_Short task 1_
Return, verbatim, the passage of the article on STUN server abuse that opens with the words containing "The Session Traversal" and closes with "to DDoS-for-hire services.".
_Short task 2_
Using the article on STUN server abuse, answer these:
(a) What amplification rate does it give for STUN reflection/amplification?
(b) How many STUN servers did NETSCOUT find that could be abused for DDoS attacks?
(c) Besides discovering NATs and firewalls, what does STUN enable applications to determine?

_Text extract_
==================================================

Security Experts:

Organizations Warned: STUN Servers Increasingly Abused for DDoS Attacks

Application and network performance management company NETSCOUT warned organizations this week that STUN servers have been increasingly abused for distributed denial-of-service (DDoS) attacks, and there are tens of thousands of servers that could be abused for such attacks by malicious actors.

The Session Traversal Utilities for NAT (STUN) protocol serves as a tool for other protocols in dealing with Network Address Translator (NAT) traversal, helping applications discover the NATs and firewalls that are between them and the Internet. It also enables applications to determine the public IP allocated to them by the NAT.

According to NETSCOUT, threat actors have been adding STUN reflection/amplification to DDoS-for-hire services.

While the amplification rate is only 2.32 to 1, UDP reflection/amplification attacks abusing STUN services can be more difficult to mitigate without overblocking legitimate traffic. NETSCOUT discovered more than 75,000 STUN servers that could be abused for DDoS attacks and the company has seen significant multi-vector attacks that include STUN as a component.

“Observed attack bandwidth (bps) sizes range from ~15 Gbps to ~60 Gbps for single-vector STUN reflection/amplification attacks and up to an aggregate 2 Tbps for multivector attacks that include STUN as a component,” NETSCOUT said.

==================================================

_Record excerpts_
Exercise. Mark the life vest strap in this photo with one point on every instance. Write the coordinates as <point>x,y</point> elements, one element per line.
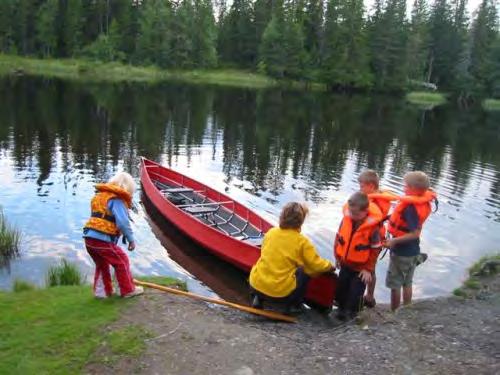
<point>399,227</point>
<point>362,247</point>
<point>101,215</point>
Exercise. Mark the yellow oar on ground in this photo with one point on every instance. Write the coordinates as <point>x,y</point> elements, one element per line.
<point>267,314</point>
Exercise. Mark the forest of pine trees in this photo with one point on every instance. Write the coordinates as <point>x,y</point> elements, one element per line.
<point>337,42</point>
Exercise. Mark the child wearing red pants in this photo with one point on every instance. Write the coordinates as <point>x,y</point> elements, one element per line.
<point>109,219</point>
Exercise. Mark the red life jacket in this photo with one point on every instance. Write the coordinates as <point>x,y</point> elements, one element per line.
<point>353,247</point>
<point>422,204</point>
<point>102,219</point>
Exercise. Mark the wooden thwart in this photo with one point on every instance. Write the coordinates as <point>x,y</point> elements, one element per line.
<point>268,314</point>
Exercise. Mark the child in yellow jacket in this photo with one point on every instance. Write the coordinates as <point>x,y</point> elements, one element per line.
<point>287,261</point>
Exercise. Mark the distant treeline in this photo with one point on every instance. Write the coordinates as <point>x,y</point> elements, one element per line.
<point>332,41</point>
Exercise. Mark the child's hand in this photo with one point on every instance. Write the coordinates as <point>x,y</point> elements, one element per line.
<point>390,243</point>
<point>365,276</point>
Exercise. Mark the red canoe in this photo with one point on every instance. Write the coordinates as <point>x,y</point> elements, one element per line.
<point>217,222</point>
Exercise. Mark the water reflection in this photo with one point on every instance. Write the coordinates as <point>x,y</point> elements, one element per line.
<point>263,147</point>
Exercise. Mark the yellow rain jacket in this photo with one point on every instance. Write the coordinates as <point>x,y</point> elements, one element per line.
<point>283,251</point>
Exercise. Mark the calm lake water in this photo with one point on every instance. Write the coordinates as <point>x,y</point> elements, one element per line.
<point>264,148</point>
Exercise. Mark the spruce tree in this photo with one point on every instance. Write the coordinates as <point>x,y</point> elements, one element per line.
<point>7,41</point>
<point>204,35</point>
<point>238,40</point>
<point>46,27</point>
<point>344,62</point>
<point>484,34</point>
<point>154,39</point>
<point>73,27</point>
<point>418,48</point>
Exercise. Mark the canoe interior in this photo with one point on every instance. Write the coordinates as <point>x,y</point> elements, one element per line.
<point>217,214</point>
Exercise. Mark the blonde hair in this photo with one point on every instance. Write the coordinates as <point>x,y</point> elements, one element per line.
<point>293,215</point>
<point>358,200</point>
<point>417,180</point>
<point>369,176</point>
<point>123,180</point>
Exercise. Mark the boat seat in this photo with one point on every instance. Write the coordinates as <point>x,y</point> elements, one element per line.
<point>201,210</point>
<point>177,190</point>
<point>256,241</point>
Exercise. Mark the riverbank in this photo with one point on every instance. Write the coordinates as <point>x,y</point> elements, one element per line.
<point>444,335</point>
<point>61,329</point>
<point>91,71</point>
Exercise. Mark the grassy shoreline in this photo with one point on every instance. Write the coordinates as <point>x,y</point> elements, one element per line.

==================================================

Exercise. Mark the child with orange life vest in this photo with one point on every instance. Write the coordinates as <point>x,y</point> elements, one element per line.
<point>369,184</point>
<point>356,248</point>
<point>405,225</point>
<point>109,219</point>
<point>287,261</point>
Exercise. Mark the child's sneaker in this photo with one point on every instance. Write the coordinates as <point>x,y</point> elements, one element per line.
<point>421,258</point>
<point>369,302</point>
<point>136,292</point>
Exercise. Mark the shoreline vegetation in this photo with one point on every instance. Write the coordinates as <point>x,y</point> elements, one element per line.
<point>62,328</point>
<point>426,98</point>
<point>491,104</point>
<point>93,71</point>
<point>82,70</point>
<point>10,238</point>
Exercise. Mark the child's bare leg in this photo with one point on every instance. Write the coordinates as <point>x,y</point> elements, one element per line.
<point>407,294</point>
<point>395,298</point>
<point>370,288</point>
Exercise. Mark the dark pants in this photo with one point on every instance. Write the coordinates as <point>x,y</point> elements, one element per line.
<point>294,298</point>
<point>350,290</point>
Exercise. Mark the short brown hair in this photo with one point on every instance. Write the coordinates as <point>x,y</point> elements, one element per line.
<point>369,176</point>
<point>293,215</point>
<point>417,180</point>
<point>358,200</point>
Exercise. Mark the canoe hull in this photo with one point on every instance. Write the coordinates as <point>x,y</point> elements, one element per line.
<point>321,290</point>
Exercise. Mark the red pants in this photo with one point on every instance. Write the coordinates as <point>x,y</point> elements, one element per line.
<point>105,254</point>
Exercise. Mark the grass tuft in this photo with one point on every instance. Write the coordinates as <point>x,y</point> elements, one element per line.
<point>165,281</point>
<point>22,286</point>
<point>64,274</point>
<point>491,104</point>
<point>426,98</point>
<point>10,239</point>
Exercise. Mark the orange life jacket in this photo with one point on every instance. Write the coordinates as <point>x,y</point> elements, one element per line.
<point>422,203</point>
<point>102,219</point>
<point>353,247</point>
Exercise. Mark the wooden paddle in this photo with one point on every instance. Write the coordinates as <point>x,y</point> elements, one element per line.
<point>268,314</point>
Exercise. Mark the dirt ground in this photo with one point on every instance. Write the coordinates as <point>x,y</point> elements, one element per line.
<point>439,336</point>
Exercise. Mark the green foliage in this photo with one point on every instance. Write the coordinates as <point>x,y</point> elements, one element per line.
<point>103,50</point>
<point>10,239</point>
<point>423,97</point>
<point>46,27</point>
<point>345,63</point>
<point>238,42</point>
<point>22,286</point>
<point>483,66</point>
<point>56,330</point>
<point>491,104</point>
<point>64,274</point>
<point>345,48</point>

==================================================

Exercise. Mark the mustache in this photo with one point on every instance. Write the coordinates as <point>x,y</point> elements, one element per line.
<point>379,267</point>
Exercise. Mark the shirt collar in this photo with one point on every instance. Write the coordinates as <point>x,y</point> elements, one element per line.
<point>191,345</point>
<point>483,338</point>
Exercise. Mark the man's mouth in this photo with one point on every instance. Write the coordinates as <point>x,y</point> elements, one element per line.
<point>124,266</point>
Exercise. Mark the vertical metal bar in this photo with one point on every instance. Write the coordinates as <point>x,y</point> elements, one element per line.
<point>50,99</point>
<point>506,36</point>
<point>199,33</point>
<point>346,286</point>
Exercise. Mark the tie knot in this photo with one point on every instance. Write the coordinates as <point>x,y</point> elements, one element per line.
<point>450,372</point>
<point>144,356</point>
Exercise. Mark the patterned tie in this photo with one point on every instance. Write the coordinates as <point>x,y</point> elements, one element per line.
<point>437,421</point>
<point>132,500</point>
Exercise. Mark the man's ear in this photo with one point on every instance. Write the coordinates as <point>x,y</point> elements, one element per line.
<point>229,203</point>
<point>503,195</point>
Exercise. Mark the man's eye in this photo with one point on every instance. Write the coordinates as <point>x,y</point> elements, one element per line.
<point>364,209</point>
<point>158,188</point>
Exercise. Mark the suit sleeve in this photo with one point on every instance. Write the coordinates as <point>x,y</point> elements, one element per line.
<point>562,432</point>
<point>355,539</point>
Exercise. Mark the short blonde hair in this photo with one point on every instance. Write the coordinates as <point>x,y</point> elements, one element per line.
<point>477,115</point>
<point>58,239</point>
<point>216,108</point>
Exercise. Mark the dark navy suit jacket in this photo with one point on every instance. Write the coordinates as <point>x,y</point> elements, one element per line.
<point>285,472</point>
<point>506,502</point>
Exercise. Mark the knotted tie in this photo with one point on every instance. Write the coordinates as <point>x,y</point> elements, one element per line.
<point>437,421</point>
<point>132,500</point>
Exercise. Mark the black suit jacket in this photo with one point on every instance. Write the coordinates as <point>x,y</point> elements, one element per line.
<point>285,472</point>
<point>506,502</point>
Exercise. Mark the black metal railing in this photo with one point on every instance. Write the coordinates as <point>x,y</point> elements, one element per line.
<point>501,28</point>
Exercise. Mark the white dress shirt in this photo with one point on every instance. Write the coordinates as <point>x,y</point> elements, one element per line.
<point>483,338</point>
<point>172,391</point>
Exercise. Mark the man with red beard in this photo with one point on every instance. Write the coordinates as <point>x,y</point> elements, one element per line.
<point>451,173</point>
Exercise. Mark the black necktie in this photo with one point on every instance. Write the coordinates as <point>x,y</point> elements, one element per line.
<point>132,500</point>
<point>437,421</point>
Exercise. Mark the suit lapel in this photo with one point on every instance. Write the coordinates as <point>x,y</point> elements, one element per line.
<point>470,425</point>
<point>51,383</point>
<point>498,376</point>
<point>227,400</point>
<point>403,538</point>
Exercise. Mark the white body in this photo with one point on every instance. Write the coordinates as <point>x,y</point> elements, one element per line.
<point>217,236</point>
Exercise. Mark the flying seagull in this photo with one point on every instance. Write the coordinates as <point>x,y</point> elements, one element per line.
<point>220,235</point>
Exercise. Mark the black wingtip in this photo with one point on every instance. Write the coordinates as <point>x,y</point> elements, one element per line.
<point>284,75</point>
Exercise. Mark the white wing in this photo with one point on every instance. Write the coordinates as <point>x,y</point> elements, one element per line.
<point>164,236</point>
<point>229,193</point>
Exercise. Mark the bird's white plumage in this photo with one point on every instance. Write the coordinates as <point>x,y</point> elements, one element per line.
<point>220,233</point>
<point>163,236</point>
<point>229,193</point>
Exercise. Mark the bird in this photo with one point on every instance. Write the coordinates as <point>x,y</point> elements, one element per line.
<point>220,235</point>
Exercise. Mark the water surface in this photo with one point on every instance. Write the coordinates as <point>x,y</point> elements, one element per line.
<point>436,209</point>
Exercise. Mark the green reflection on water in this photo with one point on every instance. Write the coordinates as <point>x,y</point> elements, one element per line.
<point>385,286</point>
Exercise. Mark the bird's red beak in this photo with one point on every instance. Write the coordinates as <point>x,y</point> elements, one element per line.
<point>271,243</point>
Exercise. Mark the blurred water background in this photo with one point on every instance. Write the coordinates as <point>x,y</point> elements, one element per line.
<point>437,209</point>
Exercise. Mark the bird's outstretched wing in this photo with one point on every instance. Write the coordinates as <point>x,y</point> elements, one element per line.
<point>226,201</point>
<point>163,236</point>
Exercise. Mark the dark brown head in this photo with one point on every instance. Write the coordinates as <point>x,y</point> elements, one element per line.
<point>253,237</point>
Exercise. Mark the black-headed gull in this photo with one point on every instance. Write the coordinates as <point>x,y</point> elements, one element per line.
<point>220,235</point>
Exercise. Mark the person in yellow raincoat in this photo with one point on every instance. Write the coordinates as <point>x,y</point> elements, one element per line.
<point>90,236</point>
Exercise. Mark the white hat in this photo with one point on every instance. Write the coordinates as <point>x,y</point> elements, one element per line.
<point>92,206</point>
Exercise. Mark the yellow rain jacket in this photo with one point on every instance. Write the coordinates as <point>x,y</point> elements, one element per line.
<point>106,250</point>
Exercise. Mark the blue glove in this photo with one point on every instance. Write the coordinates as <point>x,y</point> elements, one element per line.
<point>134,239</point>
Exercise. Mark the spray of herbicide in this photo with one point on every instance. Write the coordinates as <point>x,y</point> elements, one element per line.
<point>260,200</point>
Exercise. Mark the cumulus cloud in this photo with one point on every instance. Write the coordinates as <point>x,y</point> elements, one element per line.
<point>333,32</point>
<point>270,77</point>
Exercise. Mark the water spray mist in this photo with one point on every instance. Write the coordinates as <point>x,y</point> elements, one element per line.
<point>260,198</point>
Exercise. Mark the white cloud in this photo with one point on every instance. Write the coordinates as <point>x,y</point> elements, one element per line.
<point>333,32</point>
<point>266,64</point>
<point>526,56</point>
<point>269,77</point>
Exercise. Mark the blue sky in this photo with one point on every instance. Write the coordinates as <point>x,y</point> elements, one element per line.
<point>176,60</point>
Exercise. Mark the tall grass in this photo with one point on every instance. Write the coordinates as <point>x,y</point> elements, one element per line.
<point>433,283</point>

==================================================

_Output 1_
The Session Traversal Utilities for NAT (STUN) protocol serves as a tool for other protocols in dealing with Network Address Translator (NAT) traversal, helping applications discover the NATs and firewalls that are between them and the Internet. It also enables applications to determine the public IP allocated to them by the NAT.

According to NETSCOUT, threat actors have been adding STUN reflection/amplification to DDoS-for-hire services.

_Output 2_
(a) 2.32 to 1.
(b) More than 75,000.
(c) The public IP allocated to them by the NAT.